These procedures were implemented by us in a add-on package \pkg{Rcitrus}~\cite{Rcitrus:05}
to the \textsf{R} statistical environment for statistical analysis \cite{R:07}.
\subsection{Models}
The data considered here comes from 11 visits to the citrus field at different
calendar dates. Three models were considered for the analysis.
The first model ($m1$) consider as spatial covariates the neighbouring observations within and between rows, at the present time:
\[\begin{array}{lll}
logit(p_{ij}^t) & = & \beta_0 + \gamma_1 (y_{i-1,j}^t + y_{i+1,j}^t) +
\gamma_2 (y_{i,j-1}^t + y_{i,j+1}^t) \;.
\end{array}\]
Model $m2$, considers the same neighbourhood, however
with data reflecting the status of the plants at the previous observation time:
\[\begin{array}{lll}
logit(p_{ij}^t) & = & \beta_0 +
\gamma_1 (y_{i-1,j}^{t-1} + y_{i+1,j}^{t-1}) +
\gamma_2 (y_{i,j-1}^{t-1} + y_{i,j+1}^{t-1}) \;.
\end{array}\]
Finally, model $m3$ considers contemporary and previous times
in the covariates.
\[\begin{array}{lll}
logit(p_{ij}^t) & = & \beta_0 +
\gamma_1 (y_{i-1,j}^{t-1} + y_{i+1,j}^{t-1}) +
\gamma_2 (y_{i,j-1}^{t-1} + y_{i,j+1}^{t-1}) + \\
&&\gamma_3 (y_{i-1,j}^t + y_{i+1,j}^t) +
\gamma_4 (y_{i,j-1}^t + y_{i,j+1}^t) \;.

(Point annotation rows)
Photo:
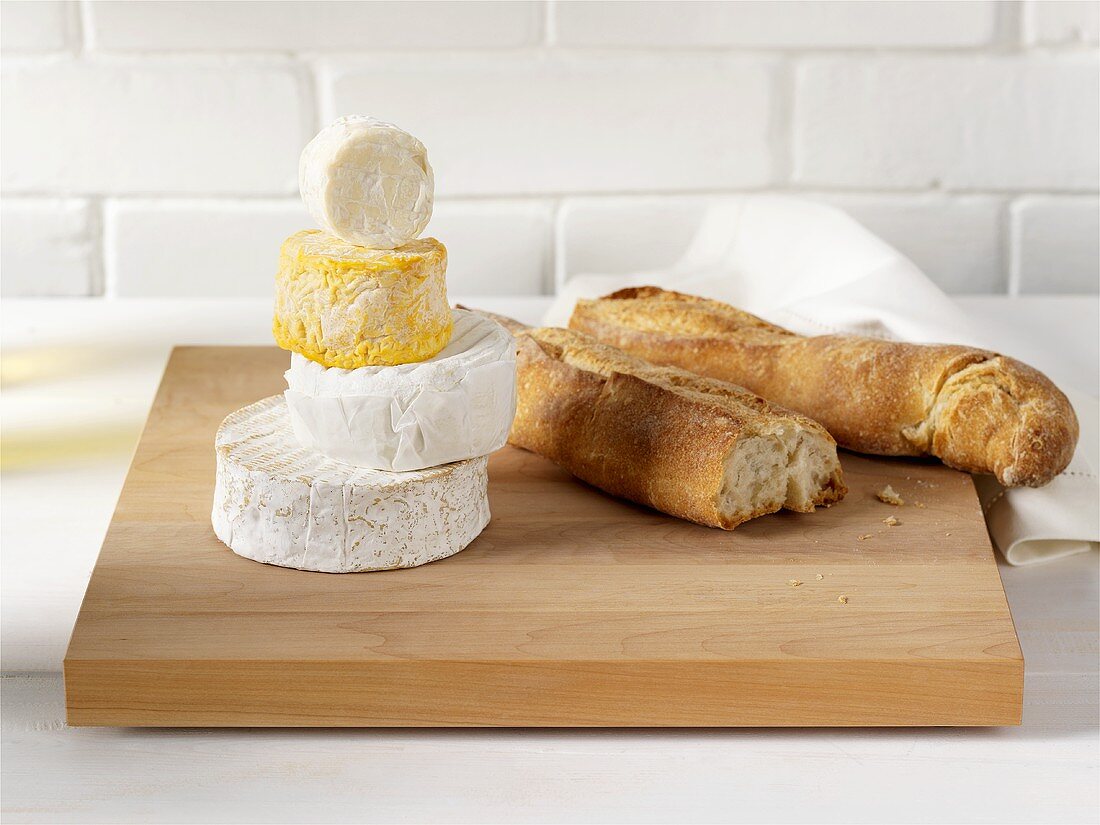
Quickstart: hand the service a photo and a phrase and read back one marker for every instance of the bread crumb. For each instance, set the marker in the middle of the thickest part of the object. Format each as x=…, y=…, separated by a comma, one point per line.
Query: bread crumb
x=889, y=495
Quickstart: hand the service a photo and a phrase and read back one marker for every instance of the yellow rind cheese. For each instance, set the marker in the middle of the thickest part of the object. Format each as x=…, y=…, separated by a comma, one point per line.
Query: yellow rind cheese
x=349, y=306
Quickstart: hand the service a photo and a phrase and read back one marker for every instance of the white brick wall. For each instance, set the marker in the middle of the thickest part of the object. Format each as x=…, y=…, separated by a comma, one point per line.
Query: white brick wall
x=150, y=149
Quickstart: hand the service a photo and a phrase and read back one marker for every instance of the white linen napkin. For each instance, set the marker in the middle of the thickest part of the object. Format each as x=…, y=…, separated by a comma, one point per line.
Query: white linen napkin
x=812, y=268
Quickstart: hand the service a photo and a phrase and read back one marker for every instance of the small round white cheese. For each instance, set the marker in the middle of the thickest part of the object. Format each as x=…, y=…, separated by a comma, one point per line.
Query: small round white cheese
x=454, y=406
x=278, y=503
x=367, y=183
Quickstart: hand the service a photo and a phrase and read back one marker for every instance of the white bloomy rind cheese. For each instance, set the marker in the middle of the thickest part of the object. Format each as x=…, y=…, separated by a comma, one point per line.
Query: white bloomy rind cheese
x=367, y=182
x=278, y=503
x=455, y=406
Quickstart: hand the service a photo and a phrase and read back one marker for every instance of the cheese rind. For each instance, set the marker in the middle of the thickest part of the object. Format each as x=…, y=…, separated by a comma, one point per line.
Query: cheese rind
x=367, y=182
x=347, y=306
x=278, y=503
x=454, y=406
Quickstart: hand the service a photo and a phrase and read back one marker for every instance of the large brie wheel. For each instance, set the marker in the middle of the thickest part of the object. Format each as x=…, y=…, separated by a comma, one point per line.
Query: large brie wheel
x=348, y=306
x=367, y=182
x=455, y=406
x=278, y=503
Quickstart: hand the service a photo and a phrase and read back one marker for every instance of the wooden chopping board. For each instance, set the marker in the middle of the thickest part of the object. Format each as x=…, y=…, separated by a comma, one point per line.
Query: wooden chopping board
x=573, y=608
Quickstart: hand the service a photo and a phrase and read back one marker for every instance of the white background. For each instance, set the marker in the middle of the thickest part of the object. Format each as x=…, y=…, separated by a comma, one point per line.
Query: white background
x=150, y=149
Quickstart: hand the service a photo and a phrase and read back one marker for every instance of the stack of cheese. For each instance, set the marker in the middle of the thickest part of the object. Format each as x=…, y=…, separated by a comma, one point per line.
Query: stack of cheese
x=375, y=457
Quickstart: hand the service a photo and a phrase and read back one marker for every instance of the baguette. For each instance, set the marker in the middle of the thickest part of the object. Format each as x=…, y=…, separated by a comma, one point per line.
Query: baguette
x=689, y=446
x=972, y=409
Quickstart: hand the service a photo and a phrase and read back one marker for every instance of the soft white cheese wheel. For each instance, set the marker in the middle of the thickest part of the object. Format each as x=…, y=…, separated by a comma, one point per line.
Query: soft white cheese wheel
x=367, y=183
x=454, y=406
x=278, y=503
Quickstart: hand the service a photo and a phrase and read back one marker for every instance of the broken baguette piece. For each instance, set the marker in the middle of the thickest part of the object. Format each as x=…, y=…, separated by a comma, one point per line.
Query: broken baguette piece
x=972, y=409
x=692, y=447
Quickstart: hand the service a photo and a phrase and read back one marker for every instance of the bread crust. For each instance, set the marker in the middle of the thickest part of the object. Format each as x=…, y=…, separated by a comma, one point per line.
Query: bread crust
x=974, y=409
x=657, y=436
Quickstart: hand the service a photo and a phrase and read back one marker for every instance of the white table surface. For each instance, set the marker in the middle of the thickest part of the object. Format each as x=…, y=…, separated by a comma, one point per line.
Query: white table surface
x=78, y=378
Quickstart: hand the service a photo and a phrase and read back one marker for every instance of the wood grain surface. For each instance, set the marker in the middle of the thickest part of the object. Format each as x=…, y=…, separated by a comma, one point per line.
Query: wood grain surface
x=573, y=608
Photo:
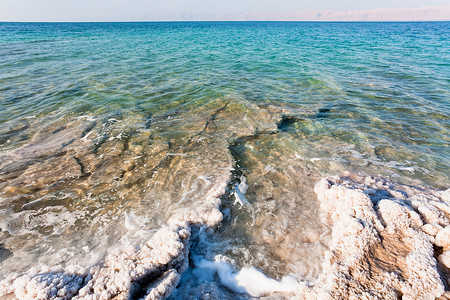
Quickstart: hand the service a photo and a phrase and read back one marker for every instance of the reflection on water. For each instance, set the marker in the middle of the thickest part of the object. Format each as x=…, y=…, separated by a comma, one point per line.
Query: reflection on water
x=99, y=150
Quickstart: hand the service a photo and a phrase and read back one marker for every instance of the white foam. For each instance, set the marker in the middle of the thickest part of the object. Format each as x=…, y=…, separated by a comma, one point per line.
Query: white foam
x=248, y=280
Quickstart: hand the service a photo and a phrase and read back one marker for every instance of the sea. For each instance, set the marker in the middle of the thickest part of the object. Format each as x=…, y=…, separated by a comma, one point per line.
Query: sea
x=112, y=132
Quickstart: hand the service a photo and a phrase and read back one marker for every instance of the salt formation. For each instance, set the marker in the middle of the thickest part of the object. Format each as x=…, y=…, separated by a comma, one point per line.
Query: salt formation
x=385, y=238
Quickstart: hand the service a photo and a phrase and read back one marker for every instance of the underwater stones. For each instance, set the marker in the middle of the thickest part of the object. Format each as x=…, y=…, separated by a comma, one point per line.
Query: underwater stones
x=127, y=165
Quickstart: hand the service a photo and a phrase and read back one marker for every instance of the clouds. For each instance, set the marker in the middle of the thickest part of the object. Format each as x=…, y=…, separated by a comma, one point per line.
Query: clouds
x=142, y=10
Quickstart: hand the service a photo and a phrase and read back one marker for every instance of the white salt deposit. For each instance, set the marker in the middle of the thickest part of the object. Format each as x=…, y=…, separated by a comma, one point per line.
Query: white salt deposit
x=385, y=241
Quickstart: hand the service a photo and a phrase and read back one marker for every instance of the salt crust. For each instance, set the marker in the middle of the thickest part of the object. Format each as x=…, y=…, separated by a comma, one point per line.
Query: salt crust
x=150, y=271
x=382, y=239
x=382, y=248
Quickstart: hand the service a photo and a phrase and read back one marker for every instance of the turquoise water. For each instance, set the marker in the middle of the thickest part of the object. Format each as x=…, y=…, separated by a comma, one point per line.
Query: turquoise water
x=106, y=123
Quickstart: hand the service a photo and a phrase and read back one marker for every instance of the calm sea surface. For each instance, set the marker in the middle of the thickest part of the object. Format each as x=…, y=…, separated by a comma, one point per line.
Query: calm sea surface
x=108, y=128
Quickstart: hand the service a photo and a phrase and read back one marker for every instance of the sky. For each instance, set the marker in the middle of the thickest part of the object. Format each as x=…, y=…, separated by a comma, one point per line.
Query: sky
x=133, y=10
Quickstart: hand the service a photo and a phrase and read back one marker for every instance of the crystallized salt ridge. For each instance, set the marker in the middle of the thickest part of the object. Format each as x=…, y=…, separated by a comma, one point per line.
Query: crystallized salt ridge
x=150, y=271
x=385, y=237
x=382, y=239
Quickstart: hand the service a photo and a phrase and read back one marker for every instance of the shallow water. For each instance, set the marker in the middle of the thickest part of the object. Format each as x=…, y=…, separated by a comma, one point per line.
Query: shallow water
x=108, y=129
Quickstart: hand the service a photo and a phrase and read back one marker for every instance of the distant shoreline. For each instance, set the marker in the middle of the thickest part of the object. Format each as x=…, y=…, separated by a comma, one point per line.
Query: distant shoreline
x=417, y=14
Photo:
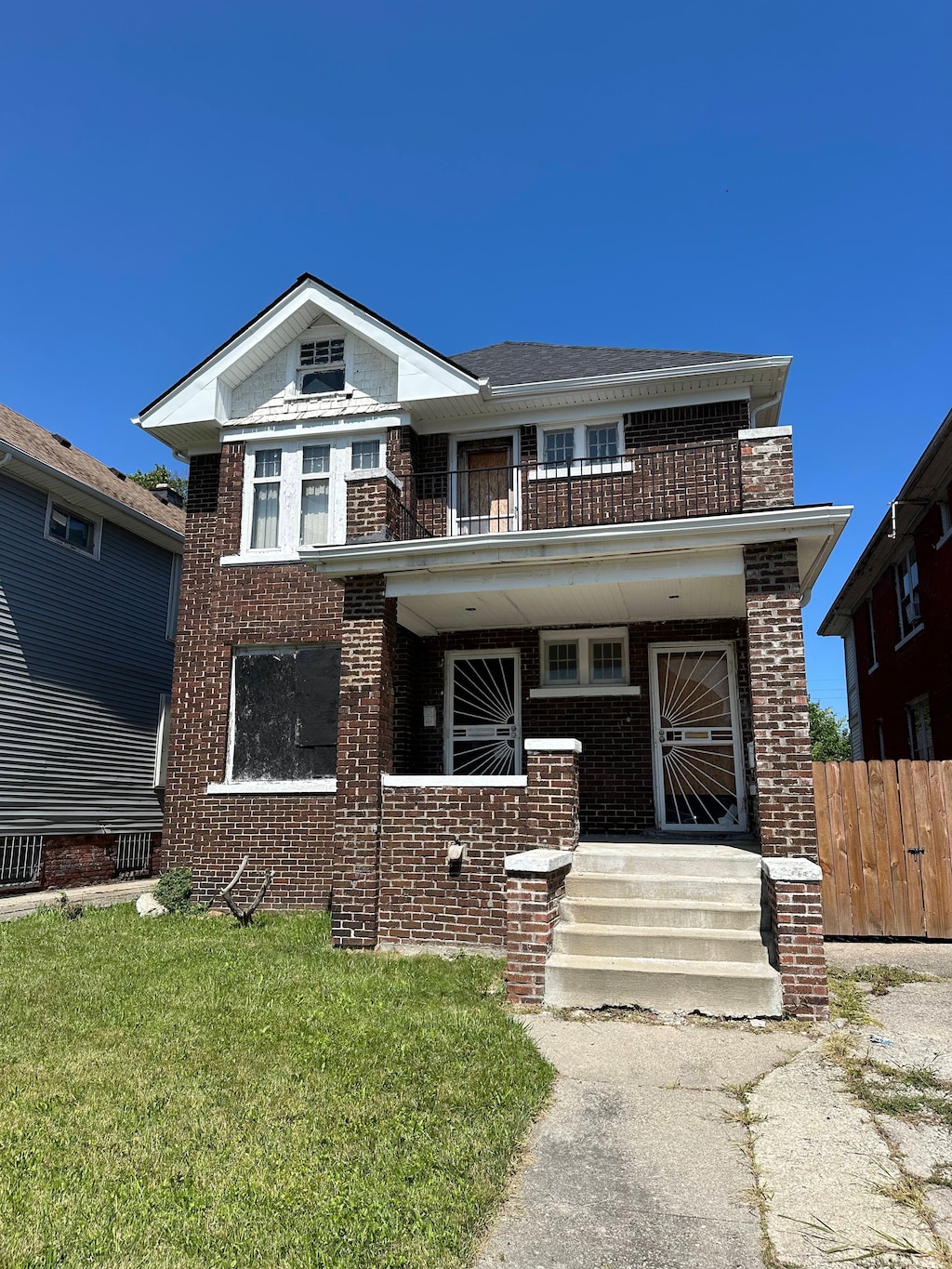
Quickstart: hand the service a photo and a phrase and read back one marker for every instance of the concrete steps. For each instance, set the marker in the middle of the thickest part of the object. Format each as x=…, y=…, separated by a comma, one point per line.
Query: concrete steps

*Set tasks*
1 – In the citrus field excerpt, how many visits to the field does the data come from?
2 – Extend the citrus field excerpt, picking up right after its final line.

*Task responses*
1 – 11 visits, made at different calendar dates.

2 –
\end{array}
\]
The significance test for the regression parameters is based
on the usual approximation in generalised linear models that
$\hat{\gamma} / \sqrt{Var(\hat{\gamma})} \sim N(0,1) $.
For $m1$, the significance test for the coefficients
allows for detecting spatial effects as well as distinguish
between the close neighbours effects given by the within
row covariate and more distant neighbours given by the between rows covariate.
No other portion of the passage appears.